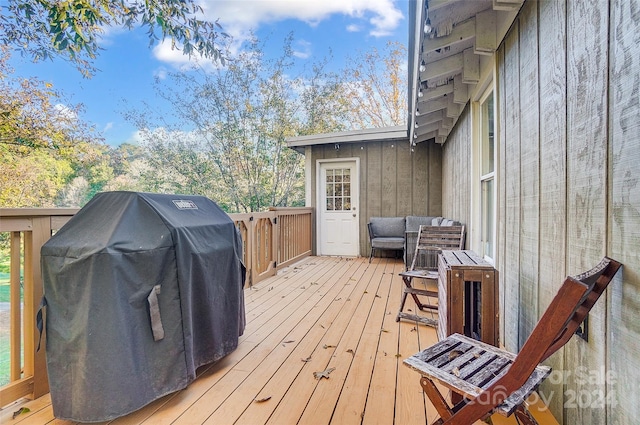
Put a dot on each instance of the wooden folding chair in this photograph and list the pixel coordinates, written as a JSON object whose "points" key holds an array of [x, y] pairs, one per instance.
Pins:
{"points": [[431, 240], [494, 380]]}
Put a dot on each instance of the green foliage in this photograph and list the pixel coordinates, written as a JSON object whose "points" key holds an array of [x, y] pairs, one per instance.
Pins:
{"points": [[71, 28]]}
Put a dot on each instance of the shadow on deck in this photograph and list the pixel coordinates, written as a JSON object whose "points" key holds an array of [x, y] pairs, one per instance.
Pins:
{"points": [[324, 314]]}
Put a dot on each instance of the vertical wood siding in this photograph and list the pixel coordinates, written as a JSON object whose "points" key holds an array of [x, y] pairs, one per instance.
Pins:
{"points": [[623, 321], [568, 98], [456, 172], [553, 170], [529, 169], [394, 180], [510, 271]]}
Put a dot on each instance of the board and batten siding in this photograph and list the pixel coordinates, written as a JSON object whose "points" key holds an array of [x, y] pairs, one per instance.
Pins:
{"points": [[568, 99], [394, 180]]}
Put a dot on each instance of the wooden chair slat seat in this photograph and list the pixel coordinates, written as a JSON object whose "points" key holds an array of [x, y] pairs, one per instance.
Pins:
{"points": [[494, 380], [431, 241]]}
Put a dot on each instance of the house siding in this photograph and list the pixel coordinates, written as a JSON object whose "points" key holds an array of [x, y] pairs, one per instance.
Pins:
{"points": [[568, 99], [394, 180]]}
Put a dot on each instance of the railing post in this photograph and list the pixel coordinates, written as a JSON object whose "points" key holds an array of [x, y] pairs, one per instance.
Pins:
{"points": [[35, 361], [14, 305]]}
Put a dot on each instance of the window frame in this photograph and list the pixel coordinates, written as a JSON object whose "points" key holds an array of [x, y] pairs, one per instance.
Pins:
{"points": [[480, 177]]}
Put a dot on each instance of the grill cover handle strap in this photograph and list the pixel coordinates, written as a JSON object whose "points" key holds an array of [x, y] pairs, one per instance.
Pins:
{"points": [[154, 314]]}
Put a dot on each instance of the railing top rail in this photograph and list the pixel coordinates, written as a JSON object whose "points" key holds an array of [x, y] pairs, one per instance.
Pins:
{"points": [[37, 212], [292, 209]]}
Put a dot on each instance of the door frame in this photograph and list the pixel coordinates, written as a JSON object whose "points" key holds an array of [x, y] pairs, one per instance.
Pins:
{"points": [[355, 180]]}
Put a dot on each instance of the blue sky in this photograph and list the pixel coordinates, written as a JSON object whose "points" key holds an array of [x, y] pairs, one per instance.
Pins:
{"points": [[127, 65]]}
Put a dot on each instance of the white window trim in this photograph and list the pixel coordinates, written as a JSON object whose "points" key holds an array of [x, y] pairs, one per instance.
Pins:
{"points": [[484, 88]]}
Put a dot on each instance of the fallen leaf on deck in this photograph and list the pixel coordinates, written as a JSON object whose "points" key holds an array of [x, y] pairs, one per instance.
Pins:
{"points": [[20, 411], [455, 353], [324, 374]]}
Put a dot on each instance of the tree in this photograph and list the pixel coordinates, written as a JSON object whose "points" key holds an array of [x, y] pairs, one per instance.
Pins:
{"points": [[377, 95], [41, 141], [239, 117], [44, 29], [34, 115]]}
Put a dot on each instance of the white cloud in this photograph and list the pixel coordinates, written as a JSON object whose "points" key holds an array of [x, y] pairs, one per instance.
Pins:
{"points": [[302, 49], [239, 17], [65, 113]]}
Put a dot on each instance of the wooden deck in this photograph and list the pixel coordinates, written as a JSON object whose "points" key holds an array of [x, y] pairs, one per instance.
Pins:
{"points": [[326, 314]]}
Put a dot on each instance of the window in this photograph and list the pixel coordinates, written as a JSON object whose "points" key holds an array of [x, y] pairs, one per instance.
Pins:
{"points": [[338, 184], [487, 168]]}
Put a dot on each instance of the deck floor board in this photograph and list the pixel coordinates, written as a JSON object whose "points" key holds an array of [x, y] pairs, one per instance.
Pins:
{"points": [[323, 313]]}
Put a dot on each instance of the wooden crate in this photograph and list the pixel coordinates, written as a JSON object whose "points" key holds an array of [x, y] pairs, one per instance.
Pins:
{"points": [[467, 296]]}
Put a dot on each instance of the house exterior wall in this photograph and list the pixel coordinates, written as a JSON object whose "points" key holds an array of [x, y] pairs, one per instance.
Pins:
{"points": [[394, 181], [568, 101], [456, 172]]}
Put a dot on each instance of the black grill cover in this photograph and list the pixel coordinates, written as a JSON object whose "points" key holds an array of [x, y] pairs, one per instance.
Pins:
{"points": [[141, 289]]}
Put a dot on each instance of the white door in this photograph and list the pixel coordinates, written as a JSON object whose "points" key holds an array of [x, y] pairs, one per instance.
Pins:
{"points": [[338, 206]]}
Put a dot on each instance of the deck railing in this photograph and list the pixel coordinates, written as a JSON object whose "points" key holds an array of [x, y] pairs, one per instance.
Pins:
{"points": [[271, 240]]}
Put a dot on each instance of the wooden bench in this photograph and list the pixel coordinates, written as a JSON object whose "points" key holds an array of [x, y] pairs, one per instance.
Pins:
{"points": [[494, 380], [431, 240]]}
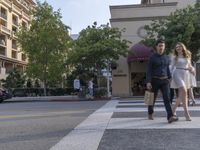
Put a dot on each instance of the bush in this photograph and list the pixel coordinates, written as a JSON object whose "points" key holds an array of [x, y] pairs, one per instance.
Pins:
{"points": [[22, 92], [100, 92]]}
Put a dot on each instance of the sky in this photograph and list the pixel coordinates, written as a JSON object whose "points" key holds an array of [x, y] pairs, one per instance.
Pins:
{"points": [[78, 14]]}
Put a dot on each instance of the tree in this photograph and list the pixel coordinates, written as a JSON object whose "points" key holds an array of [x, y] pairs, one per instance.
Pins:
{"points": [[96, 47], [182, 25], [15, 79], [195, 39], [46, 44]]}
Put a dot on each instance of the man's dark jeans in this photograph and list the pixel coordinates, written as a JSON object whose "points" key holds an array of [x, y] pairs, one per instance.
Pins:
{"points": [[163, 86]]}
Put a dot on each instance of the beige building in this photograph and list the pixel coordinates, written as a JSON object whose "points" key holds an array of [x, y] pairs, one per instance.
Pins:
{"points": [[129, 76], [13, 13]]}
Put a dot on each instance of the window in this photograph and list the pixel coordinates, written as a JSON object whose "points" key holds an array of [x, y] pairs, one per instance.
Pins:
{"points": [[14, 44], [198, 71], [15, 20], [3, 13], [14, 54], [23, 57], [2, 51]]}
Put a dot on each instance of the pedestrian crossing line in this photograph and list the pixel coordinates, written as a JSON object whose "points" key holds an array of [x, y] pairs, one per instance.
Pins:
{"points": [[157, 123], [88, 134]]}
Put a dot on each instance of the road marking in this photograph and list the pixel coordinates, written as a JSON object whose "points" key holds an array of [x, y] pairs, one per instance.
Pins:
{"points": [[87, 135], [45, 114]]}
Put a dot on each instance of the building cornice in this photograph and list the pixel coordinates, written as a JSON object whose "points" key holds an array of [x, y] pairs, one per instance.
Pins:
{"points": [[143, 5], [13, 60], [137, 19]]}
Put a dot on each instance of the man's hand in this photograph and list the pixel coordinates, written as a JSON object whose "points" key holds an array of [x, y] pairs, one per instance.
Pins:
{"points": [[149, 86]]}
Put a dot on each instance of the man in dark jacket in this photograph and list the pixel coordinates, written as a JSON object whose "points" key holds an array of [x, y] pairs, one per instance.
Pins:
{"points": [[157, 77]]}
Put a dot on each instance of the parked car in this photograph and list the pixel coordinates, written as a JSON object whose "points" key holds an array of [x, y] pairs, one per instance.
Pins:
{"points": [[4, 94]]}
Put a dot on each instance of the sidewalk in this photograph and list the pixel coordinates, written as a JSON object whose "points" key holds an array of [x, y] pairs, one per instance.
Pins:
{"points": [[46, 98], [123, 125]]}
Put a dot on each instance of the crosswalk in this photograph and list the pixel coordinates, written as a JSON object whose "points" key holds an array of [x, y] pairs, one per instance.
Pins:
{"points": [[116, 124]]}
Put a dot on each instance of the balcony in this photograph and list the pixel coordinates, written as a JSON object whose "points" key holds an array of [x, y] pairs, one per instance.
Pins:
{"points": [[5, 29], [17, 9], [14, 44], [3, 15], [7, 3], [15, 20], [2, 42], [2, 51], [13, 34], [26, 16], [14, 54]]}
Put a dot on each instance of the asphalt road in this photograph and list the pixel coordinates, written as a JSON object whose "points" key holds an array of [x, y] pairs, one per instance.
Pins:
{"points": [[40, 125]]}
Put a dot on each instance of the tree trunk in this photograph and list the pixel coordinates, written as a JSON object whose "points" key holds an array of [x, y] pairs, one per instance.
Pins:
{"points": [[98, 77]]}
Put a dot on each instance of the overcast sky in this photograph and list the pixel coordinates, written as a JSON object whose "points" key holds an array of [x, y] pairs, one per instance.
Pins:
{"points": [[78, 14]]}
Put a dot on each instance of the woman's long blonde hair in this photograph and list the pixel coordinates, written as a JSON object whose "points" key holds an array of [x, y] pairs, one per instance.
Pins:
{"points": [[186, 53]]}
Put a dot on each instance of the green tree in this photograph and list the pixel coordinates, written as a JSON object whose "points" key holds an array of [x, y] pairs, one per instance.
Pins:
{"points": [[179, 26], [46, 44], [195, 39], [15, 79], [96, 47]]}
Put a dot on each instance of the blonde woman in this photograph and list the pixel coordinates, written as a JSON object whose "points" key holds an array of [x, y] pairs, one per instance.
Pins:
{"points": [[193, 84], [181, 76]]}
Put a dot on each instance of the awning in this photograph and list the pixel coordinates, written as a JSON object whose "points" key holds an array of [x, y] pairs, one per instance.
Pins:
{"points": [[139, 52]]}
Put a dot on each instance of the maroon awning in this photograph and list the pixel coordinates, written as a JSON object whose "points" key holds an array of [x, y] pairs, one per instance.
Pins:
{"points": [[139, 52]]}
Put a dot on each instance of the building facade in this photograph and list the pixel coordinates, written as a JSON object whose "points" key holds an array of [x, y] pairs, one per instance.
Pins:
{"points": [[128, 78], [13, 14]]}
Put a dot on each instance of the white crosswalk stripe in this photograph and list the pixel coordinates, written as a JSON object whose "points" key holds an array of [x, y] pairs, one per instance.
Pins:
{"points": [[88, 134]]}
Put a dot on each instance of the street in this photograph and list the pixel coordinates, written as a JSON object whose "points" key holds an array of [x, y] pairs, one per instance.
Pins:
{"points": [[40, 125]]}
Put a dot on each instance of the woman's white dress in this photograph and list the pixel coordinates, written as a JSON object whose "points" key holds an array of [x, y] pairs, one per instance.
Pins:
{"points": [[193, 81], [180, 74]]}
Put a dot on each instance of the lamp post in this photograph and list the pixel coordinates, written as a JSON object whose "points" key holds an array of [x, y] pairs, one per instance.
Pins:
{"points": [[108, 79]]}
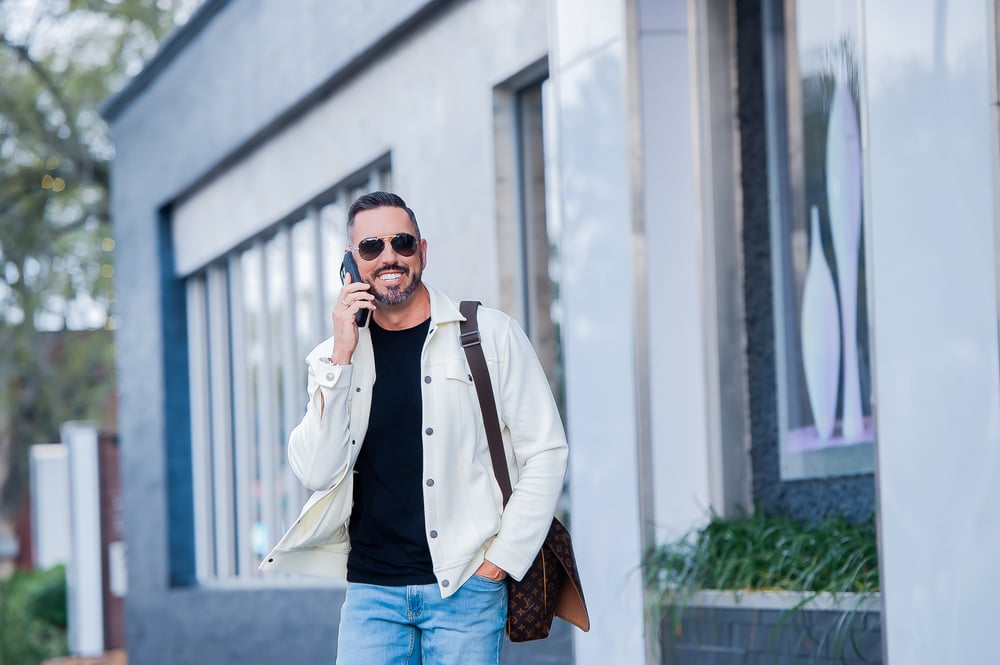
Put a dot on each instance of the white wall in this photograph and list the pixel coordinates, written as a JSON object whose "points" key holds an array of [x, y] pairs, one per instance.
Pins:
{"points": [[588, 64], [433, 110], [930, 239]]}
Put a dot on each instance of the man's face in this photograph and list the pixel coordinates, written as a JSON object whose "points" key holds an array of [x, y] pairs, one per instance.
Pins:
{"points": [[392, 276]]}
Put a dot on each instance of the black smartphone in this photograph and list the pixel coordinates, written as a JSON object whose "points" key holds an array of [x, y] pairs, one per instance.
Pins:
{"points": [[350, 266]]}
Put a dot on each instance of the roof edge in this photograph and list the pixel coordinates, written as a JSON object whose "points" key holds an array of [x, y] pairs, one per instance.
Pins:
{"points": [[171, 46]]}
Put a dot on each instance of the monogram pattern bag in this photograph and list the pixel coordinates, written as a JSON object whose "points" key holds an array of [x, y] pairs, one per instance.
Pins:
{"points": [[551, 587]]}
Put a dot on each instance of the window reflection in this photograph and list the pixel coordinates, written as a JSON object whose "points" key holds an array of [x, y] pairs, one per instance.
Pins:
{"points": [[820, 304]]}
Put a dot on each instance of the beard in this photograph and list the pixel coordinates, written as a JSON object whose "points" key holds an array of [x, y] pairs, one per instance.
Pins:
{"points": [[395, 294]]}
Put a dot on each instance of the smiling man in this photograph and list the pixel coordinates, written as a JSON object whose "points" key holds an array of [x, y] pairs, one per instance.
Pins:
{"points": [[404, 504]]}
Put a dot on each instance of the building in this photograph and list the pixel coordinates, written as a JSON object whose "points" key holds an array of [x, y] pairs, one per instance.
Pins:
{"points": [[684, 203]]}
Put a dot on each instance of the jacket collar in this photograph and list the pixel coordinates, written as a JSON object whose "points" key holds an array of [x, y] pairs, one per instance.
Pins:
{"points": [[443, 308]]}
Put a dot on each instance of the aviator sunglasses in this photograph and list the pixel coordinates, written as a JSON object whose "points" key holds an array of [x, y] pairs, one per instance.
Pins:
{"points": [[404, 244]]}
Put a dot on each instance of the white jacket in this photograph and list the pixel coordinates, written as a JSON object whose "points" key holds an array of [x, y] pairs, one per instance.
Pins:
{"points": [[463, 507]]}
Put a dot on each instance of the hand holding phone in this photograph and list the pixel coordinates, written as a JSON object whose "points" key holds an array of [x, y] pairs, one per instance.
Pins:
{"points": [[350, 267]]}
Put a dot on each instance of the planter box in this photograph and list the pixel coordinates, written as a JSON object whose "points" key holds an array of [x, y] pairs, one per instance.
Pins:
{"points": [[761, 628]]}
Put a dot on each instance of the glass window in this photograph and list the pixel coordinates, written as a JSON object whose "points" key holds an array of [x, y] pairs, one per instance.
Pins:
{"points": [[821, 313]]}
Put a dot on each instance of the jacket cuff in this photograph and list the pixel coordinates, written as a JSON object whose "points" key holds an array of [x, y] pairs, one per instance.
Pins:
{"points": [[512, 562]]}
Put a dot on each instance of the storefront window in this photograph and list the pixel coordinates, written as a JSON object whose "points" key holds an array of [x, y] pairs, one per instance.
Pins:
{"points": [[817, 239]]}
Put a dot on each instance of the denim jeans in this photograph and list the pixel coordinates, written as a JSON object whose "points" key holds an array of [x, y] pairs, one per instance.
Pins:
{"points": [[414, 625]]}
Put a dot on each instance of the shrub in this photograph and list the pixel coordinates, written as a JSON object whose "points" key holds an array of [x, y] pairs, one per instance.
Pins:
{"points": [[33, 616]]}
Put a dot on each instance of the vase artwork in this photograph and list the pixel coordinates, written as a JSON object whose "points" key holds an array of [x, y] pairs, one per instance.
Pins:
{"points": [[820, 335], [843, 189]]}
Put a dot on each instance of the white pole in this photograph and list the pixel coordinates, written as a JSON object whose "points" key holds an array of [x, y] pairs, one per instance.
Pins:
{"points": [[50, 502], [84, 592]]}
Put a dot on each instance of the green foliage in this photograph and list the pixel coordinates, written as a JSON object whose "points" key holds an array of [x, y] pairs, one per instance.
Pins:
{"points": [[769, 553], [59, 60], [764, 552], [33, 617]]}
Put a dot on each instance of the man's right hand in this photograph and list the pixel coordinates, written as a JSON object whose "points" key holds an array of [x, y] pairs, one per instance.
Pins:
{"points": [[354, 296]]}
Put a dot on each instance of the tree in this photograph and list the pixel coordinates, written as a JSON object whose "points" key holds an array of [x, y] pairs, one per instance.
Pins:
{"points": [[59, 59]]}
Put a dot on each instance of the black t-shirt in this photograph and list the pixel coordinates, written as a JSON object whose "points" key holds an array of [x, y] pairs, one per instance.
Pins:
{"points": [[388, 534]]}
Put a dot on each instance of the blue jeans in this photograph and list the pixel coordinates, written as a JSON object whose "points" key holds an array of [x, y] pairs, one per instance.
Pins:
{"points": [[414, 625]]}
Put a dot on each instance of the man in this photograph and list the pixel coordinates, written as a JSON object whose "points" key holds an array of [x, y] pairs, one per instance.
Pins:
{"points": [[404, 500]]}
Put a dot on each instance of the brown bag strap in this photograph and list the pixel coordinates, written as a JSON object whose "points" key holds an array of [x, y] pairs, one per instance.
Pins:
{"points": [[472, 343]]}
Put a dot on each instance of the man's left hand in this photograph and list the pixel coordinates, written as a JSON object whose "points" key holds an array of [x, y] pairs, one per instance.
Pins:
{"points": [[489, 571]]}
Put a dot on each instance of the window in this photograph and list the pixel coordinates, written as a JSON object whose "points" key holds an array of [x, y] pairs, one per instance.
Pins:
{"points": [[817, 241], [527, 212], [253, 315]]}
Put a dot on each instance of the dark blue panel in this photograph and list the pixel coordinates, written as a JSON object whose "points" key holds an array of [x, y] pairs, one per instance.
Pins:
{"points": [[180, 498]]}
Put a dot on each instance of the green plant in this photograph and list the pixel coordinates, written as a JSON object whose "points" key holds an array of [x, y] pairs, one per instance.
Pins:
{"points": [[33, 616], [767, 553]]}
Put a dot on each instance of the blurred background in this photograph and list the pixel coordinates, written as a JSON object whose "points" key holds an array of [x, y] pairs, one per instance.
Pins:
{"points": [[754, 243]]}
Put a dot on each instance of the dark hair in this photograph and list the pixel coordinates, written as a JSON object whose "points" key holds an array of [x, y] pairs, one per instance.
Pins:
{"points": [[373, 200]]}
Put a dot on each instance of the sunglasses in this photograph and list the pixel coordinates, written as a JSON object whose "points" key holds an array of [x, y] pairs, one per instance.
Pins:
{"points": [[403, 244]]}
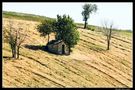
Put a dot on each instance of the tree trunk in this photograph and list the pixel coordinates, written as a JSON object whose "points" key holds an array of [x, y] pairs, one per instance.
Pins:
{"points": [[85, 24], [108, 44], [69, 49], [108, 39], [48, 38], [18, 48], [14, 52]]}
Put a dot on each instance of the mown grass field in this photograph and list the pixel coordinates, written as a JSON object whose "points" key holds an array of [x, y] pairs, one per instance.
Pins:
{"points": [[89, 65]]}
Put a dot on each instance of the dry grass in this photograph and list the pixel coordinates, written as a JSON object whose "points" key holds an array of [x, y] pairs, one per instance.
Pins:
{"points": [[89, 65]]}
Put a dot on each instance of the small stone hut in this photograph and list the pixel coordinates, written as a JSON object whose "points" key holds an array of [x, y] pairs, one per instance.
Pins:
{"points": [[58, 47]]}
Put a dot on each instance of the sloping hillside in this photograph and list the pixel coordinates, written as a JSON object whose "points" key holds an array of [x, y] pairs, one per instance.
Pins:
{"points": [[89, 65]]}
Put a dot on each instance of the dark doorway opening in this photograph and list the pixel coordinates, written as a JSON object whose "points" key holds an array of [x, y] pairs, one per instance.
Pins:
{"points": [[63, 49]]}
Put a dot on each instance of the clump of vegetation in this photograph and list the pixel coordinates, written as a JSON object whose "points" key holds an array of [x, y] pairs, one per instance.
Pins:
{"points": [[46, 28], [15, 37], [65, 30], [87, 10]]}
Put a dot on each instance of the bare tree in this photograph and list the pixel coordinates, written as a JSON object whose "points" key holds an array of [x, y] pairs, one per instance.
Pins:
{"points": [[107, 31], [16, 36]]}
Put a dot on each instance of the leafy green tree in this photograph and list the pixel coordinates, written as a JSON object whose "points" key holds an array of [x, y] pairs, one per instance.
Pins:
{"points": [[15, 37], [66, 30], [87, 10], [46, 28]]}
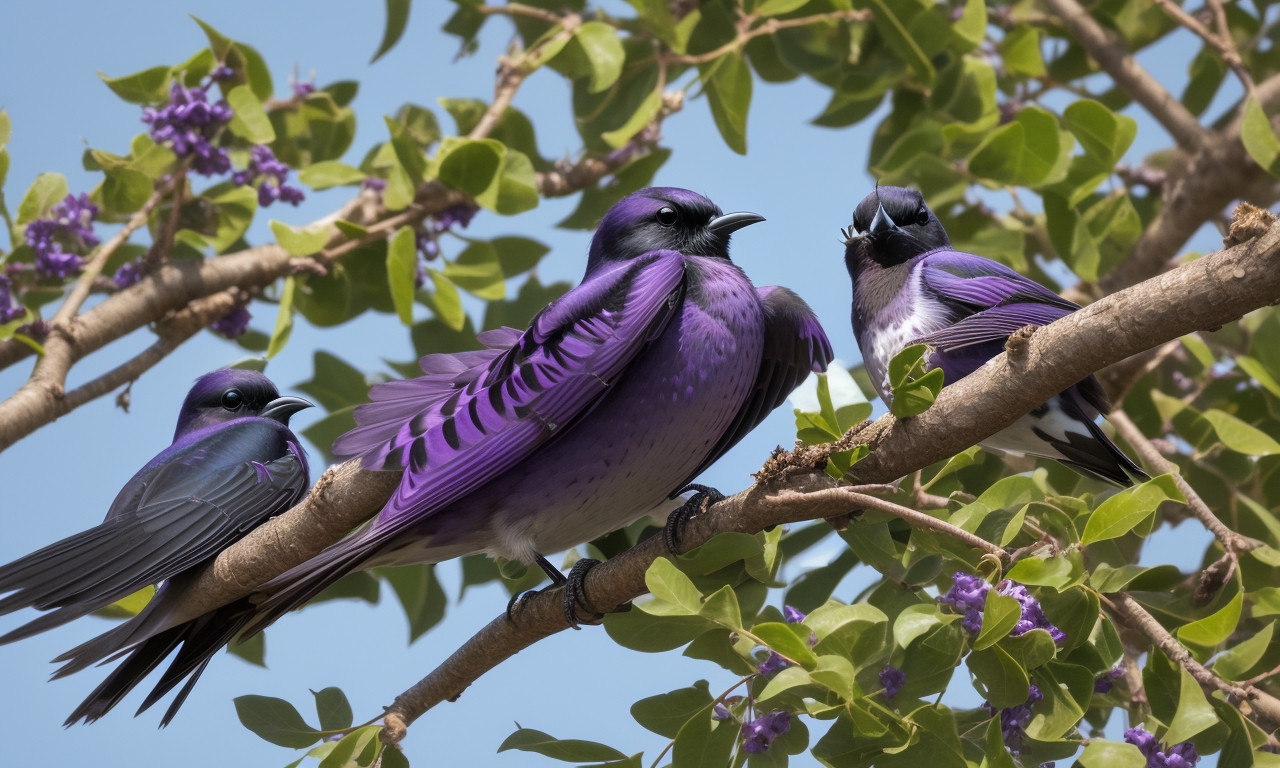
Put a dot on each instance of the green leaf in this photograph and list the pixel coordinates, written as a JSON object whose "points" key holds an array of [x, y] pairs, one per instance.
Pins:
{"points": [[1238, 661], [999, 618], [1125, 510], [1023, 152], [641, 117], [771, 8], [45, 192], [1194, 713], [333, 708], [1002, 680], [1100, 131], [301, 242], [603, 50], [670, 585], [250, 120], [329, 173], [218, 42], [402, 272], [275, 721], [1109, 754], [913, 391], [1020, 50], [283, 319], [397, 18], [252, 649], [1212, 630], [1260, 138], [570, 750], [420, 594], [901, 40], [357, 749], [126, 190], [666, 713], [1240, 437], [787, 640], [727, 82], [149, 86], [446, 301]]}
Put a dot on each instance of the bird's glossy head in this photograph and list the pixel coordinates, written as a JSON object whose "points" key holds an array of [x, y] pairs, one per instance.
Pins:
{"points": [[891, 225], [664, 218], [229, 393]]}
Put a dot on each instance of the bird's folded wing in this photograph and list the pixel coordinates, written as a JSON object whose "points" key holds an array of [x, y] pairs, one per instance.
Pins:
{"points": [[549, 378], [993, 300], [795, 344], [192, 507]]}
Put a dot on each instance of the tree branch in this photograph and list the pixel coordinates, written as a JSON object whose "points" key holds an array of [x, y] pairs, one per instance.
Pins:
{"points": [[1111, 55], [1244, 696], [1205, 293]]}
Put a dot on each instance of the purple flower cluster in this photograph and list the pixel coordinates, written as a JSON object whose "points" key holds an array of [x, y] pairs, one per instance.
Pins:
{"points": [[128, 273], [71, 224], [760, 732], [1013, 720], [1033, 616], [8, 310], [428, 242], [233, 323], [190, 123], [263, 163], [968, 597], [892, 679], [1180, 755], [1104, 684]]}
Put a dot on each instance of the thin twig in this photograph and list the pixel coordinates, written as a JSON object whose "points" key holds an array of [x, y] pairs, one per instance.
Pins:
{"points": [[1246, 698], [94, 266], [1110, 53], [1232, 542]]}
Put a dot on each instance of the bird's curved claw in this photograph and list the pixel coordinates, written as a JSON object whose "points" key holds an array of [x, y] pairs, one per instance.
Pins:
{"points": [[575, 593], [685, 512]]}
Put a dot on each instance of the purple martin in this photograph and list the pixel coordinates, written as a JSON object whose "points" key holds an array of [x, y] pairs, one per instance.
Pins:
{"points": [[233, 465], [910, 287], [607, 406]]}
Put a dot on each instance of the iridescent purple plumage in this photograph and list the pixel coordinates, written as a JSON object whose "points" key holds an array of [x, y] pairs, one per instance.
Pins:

----------------

### What to do
Beginning with the line that contains "Put a dot on each instance of the bird's glossy", repeat every line through the end of the records and nothing more.

### Complete output
Put a dot on each instance of the bird's glossy head in this photograph and list the pixel coordinates, written as a JSON object whose "points" key holds an array of [x, y] pairs, one per instance.
Pins:
{"points": [[891, 225], [664, 218], [229, 393]]}
Put a dot on each instance of the bird's folded wing in this photograph and list the pixel coordinates, written as a JSON object whose "points" key holds an array of [x, y] pairs, one per instance.
Pins:
{"points": [[549, 378], [993, 300], [795, 344], [192, 507]]}
Put a dot on each instance of the tree branch in this photograph and list the pixel coordinates, written as a JSON object whose "points" key holds an array of [x, y] pairs, one per instance.
Pins:
{"points": [[1111, 55], [1244, 696], [1205, 293]]}
Put a dot on each instance of the purple flower cluster in this photograph and list the pixel coordinates, written as a JSON object whose "points" key holds an array of [x, y] pairs, one per instance.
Pins:
{"points": [[128, 273], [71, 224], [760, 732], [1013, 720], [1033, 616], [8, 310], [428, 242], [233, 323], [190, 123], [263, 163], [968, 597], [892, 679], [1180, 755], [1104, 684]]}
Put a dot on each instance of the thin twig in this photograph and list the pixel coordinates, written as a JSON object whose "points" key holds an array of [x, y] pairs, one per instance.
Pins:
{"points": [[1246, 698], [94, 266], [1110, 53], [1232, 542]]}
Put a dot on each instance of the bird's curved claw in this photograph and list the pixel coordinates, written as a JSON object whose "points" key holds an array of [x, y] pairs, one per instance.
Pins:
{"points": [[575, 593], [685, 512]]}
Put a dot on each instance of the purple martin in this photograph and list the pixel coordinates, written as a JSON object whose "points" key holds an array of [x, y] pairs, one per instance.
Pins:
{"points": [[233, 465], [910, 287], [607, 406]]}
Put a dot on each instance of the iridescent purple plumage in this photograph and list the pixel coordinates, written as a JSON object whose "points" key holds an array of [x, y] pairs, one per instance.
Pins:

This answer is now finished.